- _DATA EXCERPTS_
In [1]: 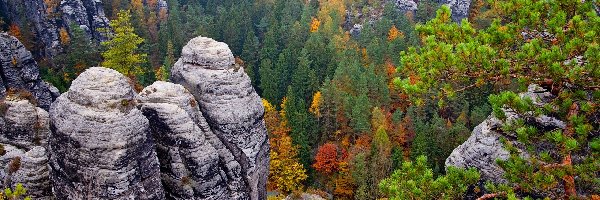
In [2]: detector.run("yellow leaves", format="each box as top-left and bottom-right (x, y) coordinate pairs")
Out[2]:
(388, 25), (404, 41)
(310, 18), (321, 33)
(102, 11), (147, 77)
(308, 91), (323, 117)
(44, 0), (60, 15)
(262, 98), (307, 193)
(262, 99), (275, 112)
(267, 151), (308, 193)
(58, 27), (71, 45)
(8, 24), (23, 41)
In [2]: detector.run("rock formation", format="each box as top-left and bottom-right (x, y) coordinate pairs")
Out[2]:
(48, 68), (164, 199)
(446, 0), (471, 22)
(138, 82), (249, 199)
(0, 33), (269, 199)
(5, 146), (53, 199)
(0, 99), (50, 150)
(59, 0), (109, 41)
(0, 144), (52, 199)
(0, 0), (108, 57)
(0, 33), (57, 199)
(0, 33), (56, 110)
(171, 37), (269, 199)
(396, 0), (417, 11)
(446, 85), (566, 183)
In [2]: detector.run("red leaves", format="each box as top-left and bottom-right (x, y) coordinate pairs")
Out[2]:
(313, 143), (338, 174)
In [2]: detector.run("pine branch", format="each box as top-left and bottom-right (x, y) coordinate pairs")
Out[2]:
(477, 192), (506, 200)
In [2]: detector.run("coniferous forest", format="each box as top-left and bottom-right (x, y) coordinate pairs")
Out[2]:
(0, 0), (600, 200)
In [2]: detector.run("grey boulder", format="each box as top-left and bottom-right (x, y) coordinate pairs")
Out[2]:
(171, 37), (269, 199)
(49, 67), (164, 199)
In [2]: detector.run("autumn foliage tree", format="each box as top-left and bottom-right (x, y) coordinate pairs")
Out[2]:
(263, 99), (307, 194)
(102, 11), (146, 78)
(313, 143), (339, 175)
(395, 0), (600, 198)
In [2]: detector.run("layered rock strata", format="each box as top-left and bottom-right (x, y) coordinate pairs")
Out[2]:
(137, 82), (249, 199)
(49, 68), (164, 199)
(0, 33), (56, 110)
(171, 37), (269, 199)
(446, 85), (566, 183)
(0, 99), (50, 150)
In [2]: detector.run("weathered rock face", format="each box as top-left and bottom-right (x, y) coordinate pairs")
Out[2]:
(0, 144), (52, 199)
(59, 0), (109, 41)
(48, 68), (164, 199)
(0, 33), (56, 110)
(5, 146), (53, 199)
(0, 0), (61, 57)
(0, 99), (50, 150)
(137, 82), (249, 199)
(396, 0), (417, 11)
(171, 37), (269, 199)
(446, 85), (566, 183)
(0, 0), (108, 58)
(446, 0), (471, 22)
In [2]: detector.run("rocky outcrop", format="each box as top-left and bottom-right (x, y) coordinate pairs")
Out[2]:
(0, 0), (108, 58)
(0, 99), (50, 150)
(171, 37), (269, 199)
(0, 144), (52, 199)
(396, 0), (417, 11)
(5, 146), (53, 199)
(137, 82), (249, 199)
(0, 0), (62, 57)
(48, 68), (164, 199)
(59, 0), (109, 41)
(446, 0), (471, 22)
(446, 85), (566, 183)
(0, 33), (56, 110)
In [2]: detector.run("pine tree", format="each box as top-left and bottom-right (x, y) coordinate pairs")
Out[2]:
(395, 0), (600, 198)
(241, 29), (260, 88)
(102, 11), (146, 78)
(54, 24), (100, 88)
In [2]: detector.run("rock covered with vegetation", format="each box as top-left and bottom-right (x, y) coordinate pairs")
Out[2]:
(171, 37), (269, 199)
(446, 85), (565, 183)
(49, 68), (164, 199)
(137, 81), (249, 199)
(0, 33), (56, 110)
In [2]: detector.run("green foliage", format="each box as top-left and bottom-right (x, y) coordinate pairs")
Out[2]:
(379, 156), (479, 199)
(49, 24), (100, 91)
(102, 11), (146, 77)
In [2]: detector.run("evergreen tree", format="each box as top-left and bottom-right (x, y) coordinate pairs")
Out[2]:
(54, 25), (100, 89)
(241, 29), (258, 88)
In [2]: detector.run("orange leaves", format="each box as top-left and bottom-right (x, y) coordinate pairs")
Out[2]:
(262, 99), (307, 193)
(310, 18), (321, 33)
(44, 0), (60, 15)
(388, 25), (404, 41)
(58, 27), (71, 45)
(313, 143), (338, 174)
(308, 91), (323, 117)
(8, 24), (22, 41)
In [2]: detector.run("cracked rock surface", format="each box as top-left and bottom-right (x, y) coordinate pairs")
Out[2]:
(138, 81), (249, 199)
(49, 67), (164, 199)
(171, 37), (269, 199)
(446, 85), (566, 183)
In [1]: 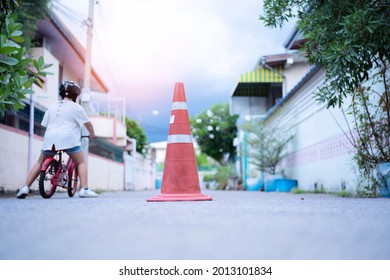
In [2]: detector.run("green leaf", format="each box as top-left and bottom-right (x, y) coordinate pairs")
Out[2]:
(0, 56), (19, 66)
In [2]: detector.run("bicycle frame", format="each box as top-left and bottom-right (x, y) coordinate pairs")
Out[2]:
(40, 150), (78, 198)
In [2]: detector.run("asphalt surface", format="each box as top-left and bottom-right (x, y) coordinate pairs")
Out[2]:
(0, 190), (390, 260)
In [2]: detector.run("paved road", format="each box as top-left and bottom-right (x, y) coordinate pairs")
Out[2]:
(0, 191), (390, 260)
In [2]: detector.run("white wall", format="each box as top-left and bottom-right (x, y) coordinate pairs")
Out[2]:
(266, 70), (356, 190)
(124, 153), (156, 191)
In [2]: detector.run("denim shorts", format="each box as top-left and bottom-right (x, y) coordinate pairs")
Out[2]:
(41, 146), (81, 156)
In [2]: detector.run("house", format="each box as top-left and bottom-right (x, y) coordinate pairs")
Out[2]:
(231, 26), (358, 190)
(0, 10), (155, 191)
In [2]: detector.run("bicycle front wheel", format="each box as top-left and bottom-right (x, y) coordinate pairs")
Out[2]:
(39, 159), (59, 198)
(68, 163), (79, 197)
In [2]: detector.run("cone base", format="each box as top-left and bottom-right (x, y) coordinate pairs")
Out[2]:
(146, 193), (213, 202)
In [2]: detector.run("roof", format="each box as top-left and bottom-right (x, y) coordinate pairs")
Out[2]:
(264, 66), (321, 120)
(38, 9), (109, 93)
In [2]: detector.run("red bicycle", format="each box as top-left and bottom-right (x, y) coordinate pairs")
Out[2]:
(39, 151), (78, 198)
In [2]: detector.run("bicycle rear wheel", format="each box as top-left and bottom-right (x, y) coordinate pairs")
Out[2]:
(68, 163), (79, 197)
(39, 159), (59, 198)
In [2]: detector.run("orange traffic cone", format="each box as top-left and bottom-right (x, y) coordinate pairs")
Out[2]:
(147, 83), (212, 202)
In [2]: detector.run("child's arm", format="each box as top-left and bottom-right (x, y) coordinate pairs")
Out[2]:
(84, 122), (96, 139)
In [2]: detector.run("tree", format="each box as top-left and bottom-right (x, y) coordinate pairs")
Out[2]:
(0, 0), (51, 115)
(260, 0), (390, 107)
(242, 122), (293, 174)
(260, 0), (390, 192)
(190, 104), (238, 164)
(126, 117), (148, 155)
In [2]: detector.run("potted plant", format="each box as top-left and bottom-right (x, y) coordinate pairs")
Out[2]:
(242, 121), (297, 191)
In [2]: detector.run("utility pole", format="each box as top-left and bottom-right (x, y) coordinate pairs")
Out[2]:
(81, 0), (95, 164)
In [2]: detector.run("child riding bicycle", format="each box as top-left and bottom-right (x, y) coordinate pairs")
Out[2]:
(16, 81), (97, 198)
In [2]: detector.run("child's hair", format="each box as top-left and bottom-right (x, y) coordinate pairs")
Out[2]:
(60, 81), (81, 102)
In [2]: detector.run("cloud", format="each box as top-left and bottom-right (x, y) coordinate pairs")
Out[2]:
(57, 0), (292, 141)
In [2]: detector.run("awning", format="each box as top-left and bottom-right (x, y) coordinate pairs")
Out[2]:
(232, 66), (283, 96)
(238, 66), (283, 83)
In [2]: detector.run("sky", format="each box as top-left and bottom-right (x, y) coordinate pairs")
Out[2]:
(53, 0), (294, 142)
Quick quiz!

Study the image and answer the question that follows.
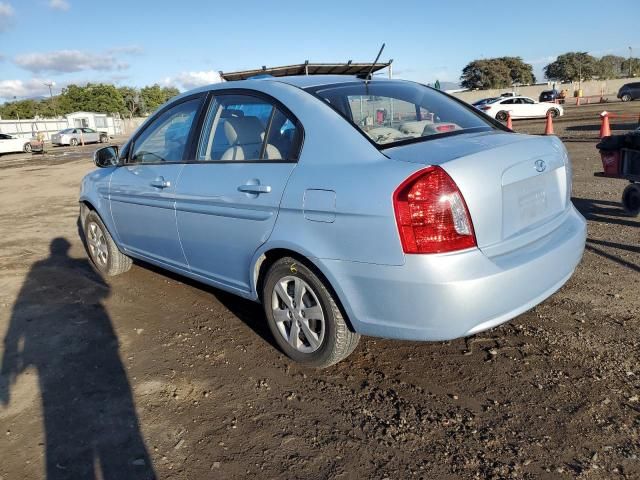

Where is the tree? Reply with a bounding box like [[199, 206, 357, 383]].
[[118, 87, 145, 118], [620, 58, 640, 77], [140, 83, 180, 113], [598, 55, 625, 79], [544, 52, 599, 82], [57, 83, 126, 114], [460, 57, 536, 89], [496, 57, 536, 85]]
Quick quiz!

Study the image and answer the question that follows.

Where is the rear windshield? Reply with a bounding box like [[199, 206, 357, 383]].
[[308, 81, 493, 147]]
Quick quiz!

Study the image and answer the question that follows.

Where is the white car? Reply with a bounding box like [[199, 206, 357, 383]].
[[478, 96, 564, 122], [0, 133, 31, 153], [51, 127, 109, 147]]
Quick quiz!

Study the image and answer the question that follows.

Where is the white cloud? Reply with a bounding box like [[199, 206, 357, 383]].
[[107, 45, 144, 55], [0, 78, 60, 100], [14, 50, 129, 73], [524, 55, 557, 65], [163, 70, 221, 90], [0, 2, 15, 32], [49, 0, 71, 11]]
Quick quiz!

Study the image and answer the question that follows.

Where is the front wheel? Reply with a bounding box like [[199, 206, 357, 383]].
[[622, 183, 640, 217], [262, 257, 360, 368], [547, 108, 560, 118], [84, 211, 133, 277]]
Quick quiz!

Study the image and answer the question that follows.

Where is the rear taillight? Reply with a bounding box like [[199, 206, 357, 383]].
[[393, 166, 476, 253]]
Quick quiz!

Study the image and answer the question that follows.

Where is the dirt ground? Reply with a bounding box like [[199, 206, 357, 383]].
[[0, 102, 640, 480]]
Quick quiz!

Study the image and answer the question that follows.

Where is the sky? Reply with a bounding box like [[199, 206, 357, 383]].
[[0, 0, 640, 101]]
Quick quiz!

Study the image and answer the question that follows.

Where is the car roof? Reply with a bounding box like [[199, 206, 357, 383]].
[[176, 75, 396, 102]]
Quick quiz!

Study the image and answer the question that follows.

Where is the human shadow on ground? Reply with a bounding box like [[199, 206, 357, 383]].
[[0, 238, 155, 480]]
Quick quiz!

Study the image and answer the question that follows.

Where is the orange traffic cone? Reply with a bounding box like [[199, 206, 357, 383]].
[[544, 113, 553, 135], [600, 111, 611, 138]]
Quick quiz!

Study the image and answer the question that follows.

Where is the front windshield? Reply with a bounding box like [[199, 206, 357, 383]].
[[308, 81, 493, 146]]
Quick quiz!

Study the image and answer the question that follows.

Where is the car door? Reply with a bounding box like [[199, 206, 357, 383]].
[[109, 94, 205, 270], [82, 128, 100, 143], [0, 133, 13, 153], [176, 91, 302, 293]]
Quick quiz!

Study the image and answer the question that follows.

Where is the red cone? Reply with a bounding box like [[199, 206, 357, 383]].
[[544, 112, 553, 135], [600, 111, 611, 138]]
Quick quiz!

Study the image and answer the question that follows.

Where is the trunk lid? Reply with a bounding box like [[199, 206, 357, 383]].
[[384, 132, 571, 256]]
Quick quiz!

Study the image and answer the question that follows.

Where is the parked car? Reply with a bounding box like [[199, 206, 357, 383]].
[[79, 75, 586, 367], [0, 133, 31, 153], [618, 82, 640, 102], [471, 97, 500, 108], [538, 90, 565, 103], [51, 128, 109, 147], [480, 97, 564, 121]]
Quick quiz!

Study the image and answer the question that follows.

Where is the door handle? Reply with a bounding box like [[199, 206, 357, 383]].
[[238, 185, 271, 194], [149, 177, 171, 188]]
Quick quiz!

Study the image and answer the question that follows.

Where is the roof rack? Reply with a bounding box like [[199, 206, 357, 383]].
[[219, 60, 393, 82]]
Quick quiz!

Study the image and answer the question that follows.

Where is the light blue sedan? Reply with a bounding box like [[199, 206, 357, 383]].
[[80, 76, 586, 367]]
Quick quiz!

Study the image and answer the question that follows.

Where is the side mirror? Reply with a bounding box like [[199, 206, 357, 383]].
[[93, 145, 120, 168]]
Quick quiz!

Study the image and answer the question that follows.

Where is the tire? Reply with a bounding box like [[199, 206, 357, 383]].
[[262, 257, 360, 368], [84, 211, 133, 277], [622, 183, 640, 217]]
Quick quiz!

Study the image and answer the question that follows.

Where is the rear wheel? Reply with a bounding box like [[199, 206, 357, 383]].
[[262, 257, 360, 368], [622, 183, 640, 217], [84, 211, 133, 277], [547, 108, 560, 118]]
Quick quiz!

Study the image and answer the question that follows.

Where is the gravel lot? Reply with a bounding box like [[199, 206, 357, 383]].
[[0, 106, 640, 480]]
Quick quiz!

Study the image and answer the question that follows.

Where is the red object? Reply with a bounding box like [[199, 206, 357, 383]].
[[600, 112, 611, 138], [393, 166, 476, 253], [544, 113, 553, 135], [600, 150, 620, 175]]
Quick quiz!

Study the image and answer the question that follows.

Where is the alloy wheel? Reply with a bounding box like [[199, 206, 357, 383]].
[[271, 276, 326, 353], [87, 222, 109, 267]]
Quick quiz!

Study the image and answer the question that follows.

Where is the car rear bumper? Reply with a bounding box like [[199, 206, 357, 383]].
[[319, 206, 586, 340]]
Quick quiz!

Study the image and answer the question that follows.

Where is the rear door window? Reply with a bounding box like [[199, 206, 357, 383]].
[[197, 94, 300, 162]]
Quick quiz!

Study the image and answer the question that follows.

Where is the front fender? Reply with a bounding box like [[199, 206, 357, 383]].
[[78, 167, 119, 243]]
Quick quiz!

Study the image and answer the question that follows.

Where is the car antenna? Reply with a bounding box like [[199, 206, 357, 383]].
[[364, 43, 385, 85]]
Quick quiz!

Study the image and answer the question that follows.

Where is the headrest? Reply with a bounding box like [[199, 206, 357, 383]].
[[224, 117, 264, 145]]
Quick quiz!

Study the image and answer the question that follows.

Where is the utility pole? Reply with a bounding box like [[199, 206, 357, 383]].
[[44, 82, 58, 117]]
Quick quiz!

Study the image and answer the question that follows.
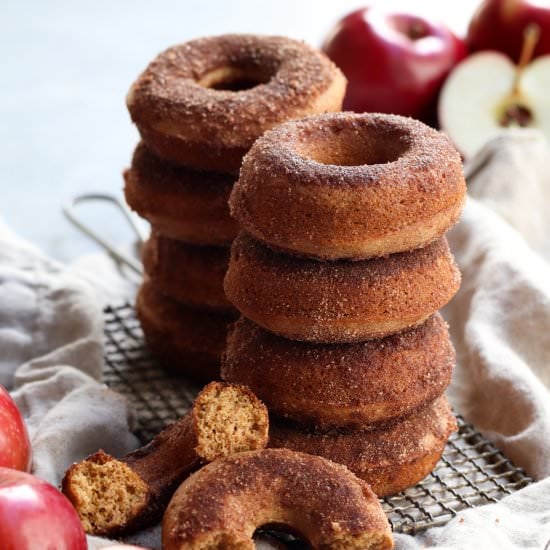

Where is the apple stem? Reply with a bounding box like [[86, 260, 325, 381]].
[[512, 23, 540, 96]]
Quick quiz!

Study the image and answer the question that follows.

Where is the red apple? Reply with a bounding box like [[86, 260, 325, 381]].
[[0, 468, 87, 550], [0, 385, 31, 471], [323, 6, 467, 123], [466, 0, 550, 63], [439, 23, 550, 158]]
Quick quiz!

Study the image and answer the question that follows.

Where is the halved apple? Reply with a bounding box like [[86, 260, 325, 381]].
[[438, 51, 550, 158]]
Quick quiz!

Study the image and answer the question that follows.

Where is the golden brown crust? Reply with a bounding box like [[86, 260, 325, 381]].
[[127, 34, 345, 174], [142, 231, 233, 310], [136, 280, 236, 382], [230, 113, 466, 260], [124, 143, 237, 245], [162, 449, 392, 550], [62, 382, 269, 536], [224, 232, 460, 343], [222, 313, 455, 430], [269, 396, 456, 496]]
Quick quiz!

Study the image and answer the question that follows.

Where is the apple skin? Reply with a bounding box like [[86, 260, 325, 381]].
[[323, 6, 467, 124], [0, 468, 87, 550], [466, 0, 550, 63], [0, 385, 31, 471]]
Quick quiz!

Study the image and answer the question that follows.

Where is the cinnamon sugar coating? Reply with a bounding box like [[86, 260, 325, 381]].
[[142, 231, 233, 310], [124, 142, 238, 245], [222, 313, 455, 430], [230, 113, 466, 260], [269, 395, 457, 496], [224, 232, 460, 343], [136, 279, 236, 382], [162, 449, 393, 550], [127, 34, 346, 173]]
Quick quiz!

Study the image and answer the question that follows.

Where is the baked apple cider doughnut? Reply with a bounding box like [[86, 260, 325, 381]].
[[162, 449, 393, 550], [127, 34, 346, 174], [224, 232, 460, 343], [230, 113, 466, 260], [63, 382, 269, 536], [142, 231, 233, 310], [136, 278, 237, 382], [222, 313, 455, 430], [269, 395, 457, 496], [124, 143, 238, 245]]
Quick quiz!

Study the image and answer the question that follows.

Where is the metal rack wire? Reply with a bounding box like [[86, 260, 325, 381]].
[[104, 304, 533, 533]]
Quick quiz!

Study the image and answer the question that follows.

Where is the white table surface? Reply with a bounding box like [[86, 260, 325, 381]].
[[0, 0, 478, 260]]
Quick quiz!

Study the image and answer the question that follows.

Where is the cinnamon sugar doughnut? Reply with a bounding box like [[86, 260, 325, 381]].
[[124, 143, 238, 245], [162, 449, 393, 550], [127, 34, 346, 174], [222, 313, 455, 430], [230, 113, 466, 260], [224, 232, 460, 343], [136, 279, 235, 382], [269, 396, 457, 496], [142, 231, 233, 310]]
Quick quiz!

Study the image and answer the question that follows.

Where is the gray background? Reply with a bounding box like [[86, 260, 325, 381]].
[[0, 0, 478, 260]]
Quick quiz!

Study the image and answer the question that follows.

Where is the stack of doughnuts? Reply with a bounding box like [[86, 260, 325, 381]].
[[222, 113, 465, 496], [124, 35, 345, 381]]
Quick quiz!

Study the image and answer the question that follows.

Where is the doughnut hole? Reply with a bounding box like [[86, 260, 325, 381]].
[[296, 124, 410, 166], [193, 384, 269, 461], [198, 66, 272, 92]]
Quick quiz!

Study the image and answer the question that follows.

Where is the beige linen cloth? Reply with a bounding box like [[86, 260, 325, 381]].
[[0, 131, 550, 550]]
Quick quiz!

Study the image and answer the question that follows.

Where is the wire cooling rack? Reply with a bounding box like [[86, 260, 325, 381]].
[[104, 304, 533, 533]]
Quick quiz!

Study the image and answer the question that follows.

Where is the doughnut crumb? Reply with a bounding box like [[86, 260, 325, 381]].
[[193, 382, 269, 462], [63, 450, 149, 535]]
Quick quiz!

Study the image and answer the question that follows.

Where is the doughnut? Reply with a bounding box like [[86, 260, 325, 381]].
[[230, 113, 466, 260], [124, 143, 238, 245], [224, 232, 460, 343], [142, 231, 233, 310], [162, 449, 393, 550], [62, 382, 269, 536], [136, 279, 236, 382], [269, 395, 457, 497], [126, 34, 346, 175], [221, 313, 455, 430]]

- _THE PROBLEM_
Starting at the first line of the entries above and ending at the line that contains "(262, 98), (307, 193)", convert those lines into a Markdown table with the columns Row and Line, skipping blank lines. Leave the pictures out of the table.

- _COMPLETE ANSWER_
| Row | Line |
|---|---|
| 1 | In [1]:  |
| 2 | In [2]: detector.run("yellow leaves", format="each box as top-left and bottom-right (x, y) coordinate pairs") |
| 3 | Out[2]: |
| 4 | (388, 25), (404, 41) |
| 5 | (310, 18), (321, 33) |
| 6 | (102, 11), (147, 77) |
| 7 | (308, 91), (323, 117) |
| 8 | (44, 0), (60, 15) |
| 9 | (262, 98), (307, 193) |